Given passage
Published by under Religion and the Bible

While reading chapter 93, The Castaway, a striking resemblance was drawn between Pip’s enlightenment and the foundation of Buddhism. Although I concede that Melville was–quite obviously–Christian and the entire book is dripping with biblical allusions, I find this sequence of events to be Melville’s way of giving other religions a “cameo,” so to speak.

Before Pip goes overboard, he is nervous and emotional. In Buddhism, the goal of enlightenment is to achieve nirvana and escape from the endless cycle of suffering that plagues human existence. In the most basic Buddhist scriptures, a normal, seemingly happy person undergoes suffering. This person could be Pip: he has his troubles but never bothers to rid himself of them. The only possible escape is salvation or heaven, which can be achieved if he lives a moral, proper, Christian life. Buddhism rejects the existence of a superior being and salvation. The ultimate goal is enlightenment and understanding, and sins are accepted as normal human behavior.

The reason I think Pip goes through a Buddhist-like enlightenment is because he has an incredible and frightening encounter with nature at its purest: he is left in the middle of the ocean. The first buddha–with the intention of gaining enlightenment (this is the primary difference between the two stories)–sits under a bodhi tree and opens his mind to nature and nothing else; eventually gaining perfect understanding of the universe. The buddha “comes at last to celestial thought” (Melville 372), just as Pip does.

Provided material
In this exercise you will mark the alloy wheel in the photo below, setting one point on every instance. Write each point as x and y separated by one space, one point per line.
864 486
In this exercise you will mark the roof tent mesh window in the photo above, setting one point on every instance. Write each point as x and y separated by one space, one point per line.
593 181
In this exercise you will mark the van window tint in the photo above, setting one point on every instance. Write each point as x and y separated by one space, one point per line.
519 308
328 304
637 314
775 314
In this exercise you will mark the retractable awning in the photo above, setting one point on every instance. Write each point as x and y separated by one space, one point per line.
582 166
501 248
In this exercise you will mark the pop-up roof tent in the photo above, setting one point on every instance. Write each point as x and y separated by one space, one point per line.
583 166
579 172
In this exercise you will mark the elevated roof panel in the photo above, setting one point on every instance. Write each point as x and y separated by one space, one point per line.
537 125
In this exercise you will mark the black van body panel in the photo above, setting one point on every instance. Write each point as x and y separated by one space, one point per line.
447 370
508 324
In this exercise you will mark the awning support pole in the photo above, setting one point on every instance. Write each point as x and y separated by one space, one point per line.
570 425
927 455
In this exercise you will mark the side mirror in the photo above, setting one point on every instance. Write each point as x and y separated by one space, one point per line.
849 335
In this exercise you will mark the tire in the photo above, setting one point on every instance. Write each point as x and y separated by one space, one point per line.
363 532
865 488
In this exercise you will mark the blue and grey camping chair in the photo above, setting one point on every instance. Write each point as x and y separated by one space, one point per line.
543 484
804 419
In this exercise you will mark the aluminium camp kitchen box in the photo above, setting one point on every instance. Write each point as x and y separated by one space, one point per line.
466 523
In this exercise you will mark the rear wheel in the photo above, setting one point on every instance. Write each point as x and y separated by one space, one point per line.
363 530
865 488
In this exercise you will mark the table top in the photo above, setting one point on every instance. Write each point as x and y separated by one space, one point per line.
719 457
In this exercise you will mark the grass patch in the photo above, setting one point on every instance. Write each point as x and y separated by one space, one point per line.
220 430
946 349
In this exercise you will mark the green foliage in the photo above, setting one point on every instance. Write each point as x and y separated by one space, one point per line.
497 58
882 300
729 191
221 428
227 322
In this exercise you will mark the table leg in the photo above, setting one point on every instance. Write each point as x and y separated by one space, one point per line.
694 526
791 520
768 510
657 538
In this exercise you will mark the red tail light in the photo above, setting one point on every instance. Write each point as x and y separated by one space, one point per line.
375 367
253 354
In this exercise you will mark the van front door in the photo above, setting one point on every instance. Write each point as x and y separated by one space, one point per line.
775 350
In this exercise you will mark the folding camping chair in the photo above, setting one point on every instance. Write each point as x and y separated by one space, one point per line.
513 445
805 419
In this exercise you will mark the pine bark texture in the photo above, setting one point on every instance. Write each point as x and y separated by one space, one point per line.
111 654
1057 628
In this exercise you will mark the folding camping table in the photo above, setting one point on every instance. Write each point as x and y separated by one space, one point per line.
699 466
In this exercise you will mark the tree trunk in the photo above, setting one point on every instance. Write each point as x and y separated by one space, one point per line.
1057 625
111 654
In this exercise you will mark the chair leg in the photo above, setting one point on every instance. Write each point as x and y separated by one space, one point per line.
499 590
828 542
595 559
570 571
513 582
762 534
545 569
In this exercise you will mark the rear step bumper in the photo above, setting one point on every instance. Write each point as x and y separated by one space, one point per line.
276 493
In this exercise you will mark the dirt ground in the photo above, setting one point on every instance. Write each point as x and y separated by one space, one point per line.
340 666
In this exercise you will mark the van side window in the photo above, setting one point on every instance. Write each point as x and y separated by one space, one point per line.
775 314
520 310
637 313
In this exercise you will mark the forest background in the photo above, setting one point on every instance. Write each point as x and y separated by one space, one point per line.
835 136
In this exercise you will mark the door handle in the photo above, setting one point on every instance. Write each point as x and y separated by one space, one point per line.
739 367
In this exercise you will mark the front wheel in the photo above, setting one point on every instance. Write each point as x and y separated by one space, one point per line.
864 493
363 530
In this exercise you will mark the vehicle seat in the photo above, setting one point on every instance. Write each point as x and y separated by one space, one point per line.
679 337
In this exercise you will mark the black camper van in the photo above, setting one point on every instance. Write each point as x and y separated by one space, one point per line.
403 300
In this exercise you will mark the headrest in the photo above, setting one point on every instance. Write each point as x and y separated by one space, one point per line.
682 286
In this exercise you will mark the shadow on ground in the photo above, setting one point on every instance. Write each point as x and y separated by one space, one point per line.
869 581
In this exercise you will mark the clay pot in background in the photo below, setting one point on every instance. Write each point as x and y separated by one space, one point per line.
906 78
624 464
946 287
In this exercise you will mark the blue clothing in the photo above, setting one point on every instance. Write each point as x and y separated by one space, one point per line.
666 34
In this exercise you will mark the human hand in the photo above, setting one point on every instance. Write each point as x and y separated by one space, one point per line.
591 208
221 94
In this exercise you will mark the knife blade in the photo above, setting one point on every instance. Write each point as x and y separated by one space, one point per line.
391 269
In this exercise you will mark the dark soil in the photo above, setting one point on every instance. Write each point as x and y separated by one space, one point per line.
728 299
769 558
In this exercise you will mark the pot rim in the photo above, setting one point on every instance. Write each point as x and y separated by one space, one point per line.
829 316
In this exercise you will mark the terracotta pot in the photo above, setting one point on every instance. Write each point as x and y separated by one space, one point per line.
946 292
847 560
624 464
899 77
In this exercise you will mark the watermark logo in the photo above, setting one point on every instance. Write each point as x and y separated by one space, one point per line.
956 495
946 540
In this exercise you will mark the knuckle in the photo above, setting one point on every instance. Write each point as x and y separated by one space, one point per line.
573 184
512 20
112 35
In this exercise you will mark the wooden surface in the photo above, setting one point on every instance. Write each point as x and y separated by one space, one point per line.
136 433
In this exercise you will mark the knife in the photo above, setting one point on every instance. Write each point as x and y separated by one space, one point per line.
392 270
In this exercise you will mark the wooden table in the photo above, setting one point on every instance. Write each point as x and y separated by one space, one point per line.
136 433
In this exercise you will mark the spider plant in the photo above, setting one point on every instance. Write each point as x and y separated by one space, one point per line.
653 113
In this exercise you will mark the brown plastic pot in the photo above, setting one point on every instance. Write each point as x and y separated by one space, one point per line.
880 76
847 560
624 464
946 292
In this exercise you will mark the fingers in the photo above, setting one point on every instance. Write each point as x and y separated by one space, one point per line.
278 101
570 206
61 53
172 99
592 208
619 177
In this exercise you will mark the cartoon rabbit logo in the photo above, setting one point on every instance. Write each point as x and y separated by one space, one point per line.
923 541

Required task A
Quote the stretch of the passage on Pip's enlightenment from "Before Pip goes" through "normal human behavior.".
Required task B
List every line of the entries that contains the string "knife". Case counts.
The passage on Pip's enlightenment has nothing to do with the entries.

Full answer A
Before Pip goes overboard, he is nervous and emotional. In Buddhism, the goal of enlightenment is to achieve nirvana and escape from the endless cycle of suffering that plagues human existence. In the most basic Buddhist scriptures, a normal, seemingly happy person undergoes suffering. This person could be Pip: he has his troubles but never bothers to rid himself of them. The only possible escape is salvation or heaven, which can be achieved if he lives a moral, proper, Christian life. Buddhism rejects the existence of a superior being and salvation. The ultimate goal is enlightenment and understanding, and sins are accepted as normal human behavior.

Full answer B
In this exercise you will mark the knife blade in the photo above, setting one point on every instance. Write each point as x and y separated by one space, one point per line.
In this exercise you will mark the knife in the photo above, setting one point on every instance. Write each point as x and y separated by one space, one point per line.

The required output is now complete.